* [AIM]:
Write out the entire listing below exactly, with the pictures left out.

-- ENTRIES SUPPLIED start --

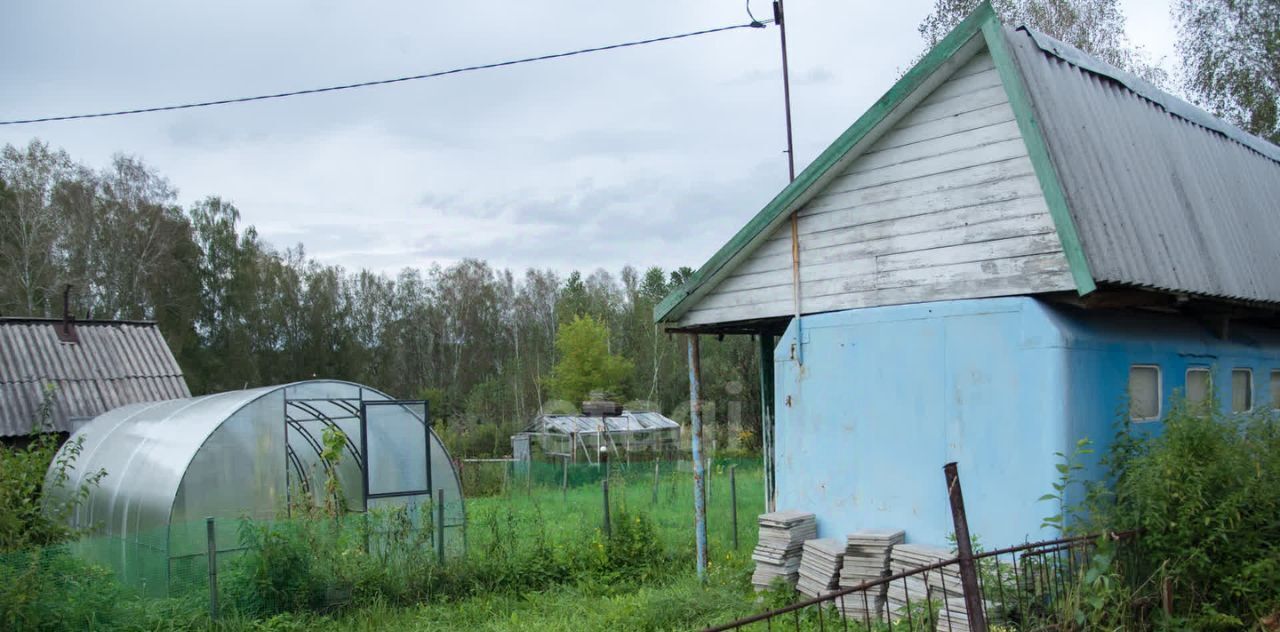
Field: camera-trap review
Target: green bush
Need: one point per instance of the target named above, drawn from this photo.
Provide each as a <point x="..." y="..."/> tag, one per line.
<point x="27" y="518"/>
<point x="1205" y="494"/>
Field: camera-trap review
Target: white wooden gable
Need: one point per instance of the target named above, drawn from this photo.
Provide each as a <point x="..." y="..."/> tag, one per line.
<point x="944" y="205"/>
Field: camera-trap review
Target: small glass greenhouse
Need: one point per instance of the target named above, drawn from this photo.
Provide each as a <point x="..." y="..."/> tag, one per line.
<point x="246" y="454"/>
<point x="576" y="436"/>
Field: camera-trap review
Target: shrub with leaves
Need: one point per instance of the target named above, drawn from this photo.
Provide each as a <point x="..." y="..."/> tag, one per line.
<point x="1206" y="494"/>
<point x="27" y="518"/>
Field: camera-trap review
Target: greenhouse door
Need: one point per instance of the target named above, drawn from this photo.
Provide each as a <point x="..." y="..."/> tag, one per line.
<point x="397" y="439"/>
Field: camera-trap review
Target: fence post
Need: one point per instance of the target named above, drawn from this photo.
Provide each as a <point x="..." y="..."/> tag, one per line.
<point x="213" y="568"/>
<point x="656" y="461"/>
<point x="732" y="499"/>
<point x="439" y="525"/>
<point x="604" y="488"/>
<point x="968" y="569"/>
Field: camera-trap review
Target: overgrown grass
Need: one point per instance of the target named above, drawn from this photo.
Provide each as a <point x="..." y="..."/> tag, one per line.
<point x="536" y="559"/>
<point x="530" y="540"/>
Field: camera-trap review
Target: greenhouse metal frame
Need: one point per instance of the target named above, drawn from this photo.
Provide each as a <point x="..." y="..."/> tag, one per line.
<point x="248" y="454"/>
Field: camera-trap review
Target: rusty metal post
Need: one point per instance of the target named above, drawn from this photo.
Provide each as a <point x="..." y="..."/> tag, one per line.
<point x="968" y="569"/>
<point x="695" y="415"/>
<point x="439" y="525"/>
<point x="604" y="491"/>
<point x="213" y="568"/>
<point x="656" y="481"/>
<point x="732" y="499"/>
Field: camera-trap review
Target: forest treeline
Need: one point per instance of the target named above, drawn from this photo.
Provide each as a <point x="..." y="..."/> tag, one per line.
<point x="476" y="340"/>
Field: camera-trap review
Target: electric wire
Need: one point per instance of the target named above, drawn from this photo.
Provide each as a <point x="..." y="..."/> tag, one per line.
<point x="754" y="23"/>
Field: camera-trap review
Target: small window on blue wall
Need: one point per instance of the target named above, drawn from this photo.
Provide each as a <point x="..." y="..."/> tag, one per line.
<point x="1200" y="385"/>
<point x="1143" y="392"/>
<point x="1242" y="389"/>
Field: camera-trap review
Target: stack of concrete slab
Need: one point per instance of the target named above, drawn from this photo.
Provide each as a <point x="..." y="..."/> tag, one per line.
<point x="918" y="590"/>
<point x="819" y="567"/>
<point x="867" y="555"/>
<point x="781" y="545"/>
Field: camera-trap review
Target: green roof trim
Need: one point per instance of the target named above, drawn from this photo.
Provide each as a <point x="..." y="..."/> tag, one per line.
<point x="1019" y="99"/>
<point x="785" y="201"/>
<point x="982" y="22"/>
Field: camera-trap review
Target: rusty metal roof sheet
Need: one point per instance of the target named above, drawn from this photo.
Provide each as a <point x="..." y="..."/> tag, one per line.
<point x="1162" y="195"/>
<point x="114" y="363"/>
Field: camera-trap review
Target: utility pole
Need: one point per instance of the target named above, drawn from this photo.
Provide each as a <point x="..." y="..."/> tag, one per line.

-- ENTRIES SUPPLIED end --

* [THE COMPLETED TASK]:
Field: camera-trap review
Target: green bush
Need: one point per instance of the target named above, drawn from this photo.
Provide each as a <point x="..." y="..."/> tag, one per line.
<point x="27" y="518"/>
<point x="1205" y="494"/>
Field: camera-trap review
Target: white wooden gable
Need: one point per instance of the target named above, drawn from this photo.
Provide each as a <point x="..." y="..."/> tag, one per line.
<point x="944" y="205"/>
Field: camera-trap review
Target: small glass greenhouse
Need: one point per instance of the target named above, drawn from this photo.
Provide each as a <point x="..." y="..."/> tag, one per line.
<point x="246" y="454"/>
<point x="576" y="436"/>
Field: camera-trap review
Target: shrub with leaves
Need: one point per instance of the target named above, drawn from this photo.
Provide each as a <point x="..." y="..."/> tag, one per line.
<point x="1206" y="494"/>
<point x="27" y="518"/>
Field: camera-trap review
Target: greenhouse door
Need: one point per instance of the target named above, drawn from this photo.
Provide each as a <point x="..." y="..."/> tag, one per line.
<point x="397" y="439"/>
Field: camera-trap review
Target: fence post
Need: one point per instance of the target named above, drawn from this photo.
Provide each as a <point x="..." y="..."/> tag, one per line.
<point x="213" y="568"/>
<point x="656" y="461"/>
<point x="732" y="499"/>
<point x="439" y="525"/>
<point x="604" y="488"/>
<point x="968" y="569"/>
Field: camera-trap review
Target: overgrown grass
Need: one point per instance of the target named above, drawn from this photo.
Provide each as a <point x="..." y="..."/> tag, one per line.
<point x="536" y="559"/>
<point x="530" y="540"/>
Field: camera-trap review
Target: greenhouse metal frame
Need: one point per instance of the target named above, drawn from this photo.
Provide each as a <point x="..." y="..."/> tag, one per line.
<point x="248" y="454"/>
Field: camera-trap review
Target: rusty metal post
Need: one point per instance of the target named above, drawn from this photo.
Provide each as a <point x="..." y="..."/> tag, one per line.
<point x="968" y="569"/>
<point x="695" y="415"/>
<point x="439" y="525"/>
<point x="604" y="491"/>
<point x="213" y="568"/>
<point x="656" y="481"/>
<point x="732" y="499"/>
Field: camera-trap review
Target: forest treeline
Need: one point per instance of the target named above, drawn from this photo.
Provide each as a <point x="..." y="..."/> tag, one per line.
<point x="476" y="340"/>
Field: camera-trap review
Target: electric wire
Need: one point per instance of the target named above, drawn from this photo.
Provide each as a <point x="..." y="..."/> tag, one per line.
<point x="754" y="23"/>
Field: camera-trap review
Target: small window on blue wall
Need: one point per instance of the target named above, drawn from this photo.
Provide each as a <point x="..." y="..."/> tag, one per line.
<point x="1200" y="385"/>
<point x="1143" y="392"/>
<point x="1242" y="389"/>
Field: camera-trap review
Target: stack of concrete slab
Need: one point per instance of the target named above, drawn from this photo.
Provide each as a <point x="..." y="..."/> tag, one per line.
<point x="918" y="590"/>
<point x="819" y="567"/>
<point x="867" y="555"/>
<point x="781" y="545"/>
Field: camera-trap review
Target: green roof trim
Need: one point per instance of the target named above, drawn from this photo.
Provide each as a <point x="..." y="..."/> tag, one per line.
<point x="1019" y="99"/>
<point x="785" y="201"/>
<point x="982" y="22"/>
Field: camera-trap review
Target: rusty metal roof sheet
Need: one point per instance of the target named above, drawn from this photo.
Provide each as a <point x="..." y="..."/> tag, one per line.
<point x="1162" y="195"/>
<point x="114" y="363"/>
Field: camera-trap review
Target: utility pole
Need: one point per instance of the target named above, drawn from this photo.
Provide each as a <point x="..." y="..."/> tag, one per line.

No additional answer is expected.